**EXERCISE DATA:**
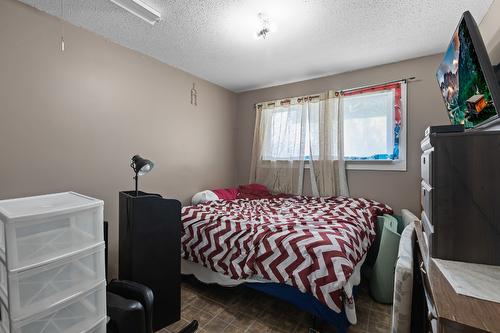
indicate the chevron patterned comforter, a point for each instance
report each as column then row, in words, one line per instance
column 312, row 244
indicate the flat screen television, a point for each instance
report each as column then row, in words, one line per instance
column 467, row 80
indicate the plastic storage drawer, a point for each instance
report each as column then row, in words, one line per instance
column 76, row 315
column 36, row 289
column 100, row 327
column 41, row 228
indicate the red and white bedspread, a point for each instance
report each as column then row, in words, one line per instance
column 312, row 244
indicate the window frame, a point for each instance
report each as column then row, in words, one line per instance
column 399, row 164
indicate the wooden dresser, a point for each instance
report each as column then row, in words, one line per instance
column 443, row 309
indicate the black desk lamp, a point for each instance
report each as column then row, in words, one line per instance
column 141, row 167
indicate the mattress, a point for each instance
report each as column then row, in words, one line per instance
column 316, row 245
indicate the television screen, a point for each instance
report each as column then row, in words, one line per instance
column 466, row 78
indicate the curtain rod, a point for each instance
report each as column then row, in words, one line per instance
column 408, row 79
column 287, row 100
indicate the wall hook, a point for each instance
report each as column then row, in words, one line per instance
column 194, row 95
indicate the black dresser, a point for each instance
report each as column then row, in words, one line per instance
column 460, row 196
column 150, row 250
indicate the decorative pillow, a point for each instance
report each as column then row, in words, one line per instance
column 254, row 191
column 403, row 290
column 226, row 193
column 204, row 196
column 407, row 241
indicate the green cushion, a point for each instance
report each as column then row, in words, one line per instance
column 391, row 223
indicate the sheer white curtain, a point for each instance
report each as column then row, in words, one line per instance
column 279, row 146
column 292, row 134
column 328, row 175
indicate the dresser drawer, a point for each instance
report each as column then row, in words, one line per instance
column 426, row 193
column 426, row 166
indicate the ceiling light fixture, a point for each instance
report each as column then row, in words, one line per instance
column 139, row 9
column 266, row 26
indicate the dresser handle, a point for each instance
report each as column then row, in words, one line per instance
column 422, row 269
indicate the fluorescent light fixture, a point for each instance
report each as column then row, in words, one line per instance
column 139, row 9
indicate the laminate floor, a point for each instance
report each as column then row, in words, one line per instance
column 240, row 309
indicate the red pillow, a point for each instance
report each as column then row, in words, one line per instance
column 254, row 191
column 226, row 193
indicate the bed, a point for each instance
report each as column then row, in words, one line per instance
column 306, row 250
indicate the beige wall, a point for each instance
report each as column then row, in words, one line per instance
column 425, row 107
column 490, row 30
column 72, row 120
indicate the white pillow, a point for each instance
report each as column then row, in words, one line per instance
column 204, row 196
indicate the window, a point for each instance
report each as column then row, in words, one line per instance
column 291, row 131
column 374, row 127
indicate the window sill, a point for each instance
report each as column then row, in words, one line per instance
column 376, row 165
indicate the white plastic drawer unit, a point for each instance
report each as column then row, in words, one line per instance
column 42, row 228
column 82, row 313
column 36, row 289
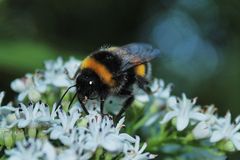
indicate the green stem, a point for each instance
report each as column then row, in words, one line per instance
column 99, row 153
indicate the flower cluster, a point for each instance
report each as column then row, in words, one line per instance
column 168, row 123
column 80, row 139
column 56, row 74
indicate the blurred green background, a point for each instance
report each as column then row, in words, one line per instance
column 199, row 40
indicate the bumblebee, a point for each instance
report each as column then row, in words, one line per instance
column 112, row 72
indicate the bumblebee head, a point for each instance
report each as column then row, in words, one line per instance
column 87, row 85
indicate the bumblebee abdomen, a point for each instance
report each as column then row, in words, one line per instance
column 104, row 64
column 140, row 70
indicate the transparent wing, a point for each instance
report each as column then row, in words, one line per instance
column 136, row 53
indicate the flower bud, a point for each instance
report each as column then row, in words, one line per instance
column 202, row 130
column 8, row 139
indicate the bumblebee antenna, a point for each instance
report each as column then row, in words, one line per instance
column 75, row 95
column 60, row 101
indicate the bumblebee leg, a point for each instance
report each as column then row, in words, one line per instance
column 126, row 104
column 83, row 107
column 143, row 84
column 74, row 76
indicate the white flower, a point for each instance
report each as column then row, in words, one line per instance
column 202, row 130
column 4, row 110
column 29, row 115
column 183, row 111
column 75, row 153
column 55, row 74
column 135, row 152
column 32, row 150
column 46, row 114
column 161, row 92
column 30, row 86
column 65, row 127
column 225, row 130
column 72, row 66
column 101, row 132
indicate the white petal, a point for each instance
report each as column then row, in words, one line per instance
column 197, row 116
column 236, row 140
column 142, row 98
column 1, row 97
column 49, row 150
column 170, row 115
column 23, row 123
column 34, row 95
column 216, row 136
column 21, row 96
column 112, row 143
column 127, row 137
column 182, row 122
column 172, row 102
column 18, row 85
column 202, row 130
column 56, row 133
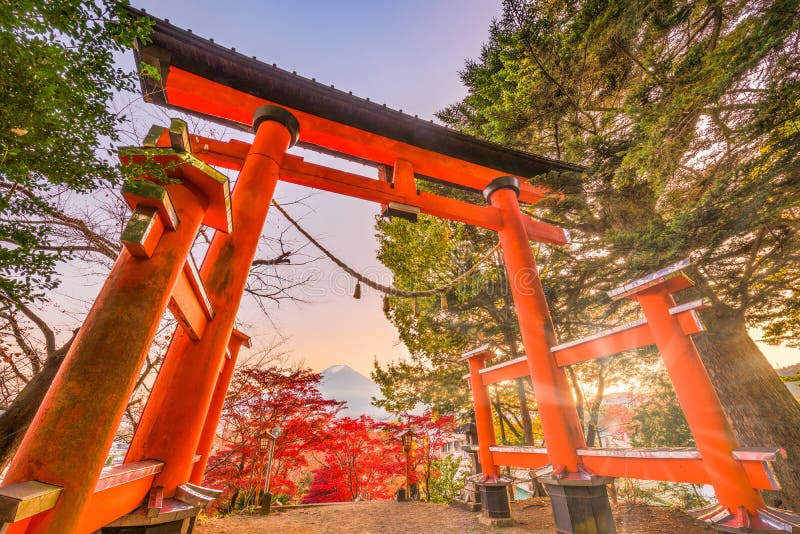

**EXERCISE AIM:** Exactly as written, repeat the lines of the material above from the first through the line holding "indicate the flat", with both ends in the copy and no pictures.

**SOLUTION TO THIS PROBLEM:**
indicate the chevron patterned comforter, a point for each instance
report each as column then row, in words, one line per instance
column 312, row 244
indicate the flat screen television, a point for each instance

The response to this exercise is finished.